Assignment »
Transcribe everything from "Third-party approval for" down to "interpreting the Decree." in the text on employment termination below.

Document extract »
────────────────────────────────────────

Cause is not required for termination of employment; however, it is required to avoid payment of statutory severance. There is no exhaustive and/or exemplary list of behaviors that constitute cause for dismissal; therefore, whether a dismissal is with or without cause will depend on judicial judgment on a case by case basis.
Who is subject to termination laws?
Prohibited or restricted terminations
Public employees and union delegates cannot be dismissed without cause and without complying with the statutory procedure for these terminations. All other employees can be dismissed with payment of statutory severance, which will differ based on the case (maternity, illness, etc.)
Pregnant employees are protected from dismissal. If a pregnant employee is dismissed within the period of 7-1/2 months before or after the date of childbirth, the pregnancy will be considered to be the cause of the dismissal, entitling the employee compensation for the discrimination equivalent to their annual salary, in addition to the applicable severance payment.
Further, if a dismissal occurs 3 months before the marriage of an employee, or 6 months after it, the dismissed employee will be entitled to a special compensation.
In order to dismiss employees on sick leave, employers must pay a special severance (full severance payment applicable for dismissal without cause, plus the salary which would be payable for the entire period the illness would be expected to last, according to medical opinion).
Third-party approval for termination/termination documents
Under Decree No. 1043/18 (effective as of November 14, 2018), employers wishing to dismiss indefinite term employees without cause must notify the Ministry of Production and Labor at least 10 business days before the decision goes into effect. This Decree is effective through March 31, 2019.
As this decree was issued recently, there is no administrative or judicial case law interpreting the Decree.
Mass layoff rules
Prior to a mass dismissal, an employer must provide notice to the respective trade union that regulates the employer's industry. Collective consultation may be required depending on employee headcount.

────────────────────────────────────────

Data listing »
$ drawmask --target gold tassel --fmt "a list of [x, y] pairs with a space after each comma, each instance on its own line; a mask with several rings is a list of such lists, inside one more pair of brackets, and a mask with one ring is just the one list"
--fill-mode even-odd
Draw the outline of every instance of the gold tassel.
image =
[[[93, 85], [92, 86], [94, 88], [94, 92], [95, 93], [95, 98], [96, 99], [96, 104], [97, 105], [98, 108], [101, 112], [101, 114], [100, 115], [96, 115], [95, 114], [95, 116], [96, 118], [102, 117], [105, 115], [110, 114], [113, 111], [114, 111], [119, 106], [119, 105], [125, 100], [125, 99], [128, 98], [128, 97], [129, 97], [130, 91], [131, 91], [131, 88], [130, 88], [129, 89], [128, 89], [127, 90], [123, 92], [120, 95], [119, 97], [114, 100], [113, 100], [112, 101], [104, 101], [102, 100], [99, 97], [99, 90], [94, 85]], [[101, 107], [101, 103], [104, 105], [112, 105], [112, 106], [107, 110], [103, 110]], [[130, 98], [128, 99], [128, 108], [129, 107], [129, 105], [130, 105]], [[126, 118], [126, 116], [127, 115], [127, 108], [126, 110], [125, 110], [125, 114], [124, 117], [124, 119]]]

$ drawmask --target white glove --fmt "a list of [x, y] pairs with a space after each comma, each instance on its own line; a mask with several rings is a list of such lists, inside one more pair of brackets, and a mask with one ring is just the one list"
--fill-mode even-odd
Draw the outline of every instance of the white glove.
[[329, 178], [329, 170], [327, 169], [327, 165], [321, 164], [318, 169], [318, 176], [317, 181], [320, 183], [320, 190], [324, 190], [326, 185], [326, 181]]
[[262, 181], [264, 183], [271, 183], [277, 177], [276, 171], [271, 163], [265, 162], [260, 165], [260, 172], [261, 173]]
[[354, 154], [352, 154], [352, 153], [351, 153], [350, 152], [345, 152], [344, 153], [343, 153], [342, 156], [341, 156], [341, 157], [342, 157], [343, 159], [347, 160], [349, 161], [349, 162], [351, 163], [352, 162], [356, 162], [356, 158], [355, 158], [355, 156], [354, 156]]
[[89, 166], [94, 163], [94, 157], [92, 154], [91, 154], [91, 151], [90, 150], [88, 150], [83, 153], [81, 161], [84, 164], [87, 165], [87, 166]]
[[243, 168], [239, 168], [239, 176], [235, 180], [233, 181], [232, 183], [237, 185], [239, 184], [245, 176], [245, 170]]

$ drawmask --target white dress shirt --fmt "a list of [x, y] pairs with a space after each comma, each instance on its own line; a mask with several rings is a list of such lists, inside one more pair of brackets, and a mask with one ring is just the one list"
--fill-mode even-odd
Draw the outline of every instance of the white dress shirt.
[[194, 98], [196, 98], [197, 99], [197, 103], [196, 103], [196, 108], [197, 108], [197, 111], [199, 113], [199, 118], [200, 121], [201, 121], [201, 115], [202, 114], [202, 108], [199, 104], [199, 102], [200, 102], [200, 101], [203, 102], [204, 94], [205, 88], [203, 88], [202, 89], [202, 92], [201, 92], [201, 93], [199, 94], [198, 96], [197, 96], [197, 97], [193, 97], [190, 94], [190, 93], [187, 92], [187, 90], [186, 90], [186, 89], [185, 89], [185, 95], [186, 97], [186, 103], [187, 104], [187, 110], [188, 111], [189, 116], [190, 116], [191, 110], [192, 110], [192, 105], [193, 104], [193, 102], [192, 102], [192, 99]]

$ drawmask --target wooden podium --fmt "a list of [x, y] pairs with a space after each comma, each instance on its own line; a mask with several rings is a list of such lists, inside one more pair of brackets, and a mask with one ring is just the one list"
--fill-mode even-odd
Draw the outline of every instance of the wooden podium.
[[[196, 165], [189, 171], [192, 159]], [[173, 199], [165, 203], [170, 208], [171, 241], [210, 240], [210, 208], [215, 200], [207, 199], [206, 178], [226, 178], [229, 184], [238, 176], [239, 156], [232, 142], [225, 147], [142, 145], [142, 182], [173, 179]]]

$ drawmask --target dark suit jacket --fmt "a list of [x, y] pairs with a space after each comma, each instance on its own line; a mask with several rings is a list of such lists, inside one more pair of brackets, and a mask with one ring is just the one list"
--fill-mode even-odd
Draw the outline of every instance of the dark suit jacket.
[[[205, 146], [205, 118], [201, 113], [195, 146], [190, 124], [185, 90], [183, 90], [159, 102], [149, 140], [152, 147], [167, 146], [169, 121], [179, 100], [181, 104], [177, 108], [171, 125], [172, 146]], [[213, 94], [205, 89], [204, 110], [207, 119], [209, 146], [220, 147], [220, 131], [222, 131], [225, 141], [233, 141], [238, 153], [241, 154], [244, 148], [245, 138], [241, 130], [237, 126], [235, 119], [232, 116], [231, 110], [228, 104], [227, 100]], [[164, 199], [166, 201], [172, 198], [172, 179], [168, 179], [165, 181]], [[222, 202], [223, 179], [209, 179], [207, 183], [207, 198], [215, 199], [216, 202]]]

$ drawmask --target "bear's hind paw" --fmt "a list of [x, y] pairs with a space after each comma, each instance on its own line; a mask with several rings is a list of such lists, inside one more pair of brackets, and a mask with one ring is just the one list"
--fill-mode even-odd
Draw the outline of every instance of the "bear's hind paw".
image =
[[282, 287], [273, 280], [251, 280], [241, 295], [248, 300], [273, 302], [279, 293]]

────────────────────────────────────────

Answer section »
Third-party approval for termination/termination documents
Under Decree No. 1043/18 (effective as of November 14, 2018), employers wishing to dismiss indefinite term employees without cause must notify the Ministry of Production and Labor at least 10 business days before the decision goes into effect. This Decree is effective through March 31, 2019.
As this decree was issued recently, there is no administrative or judicial case law interpreting the Decree.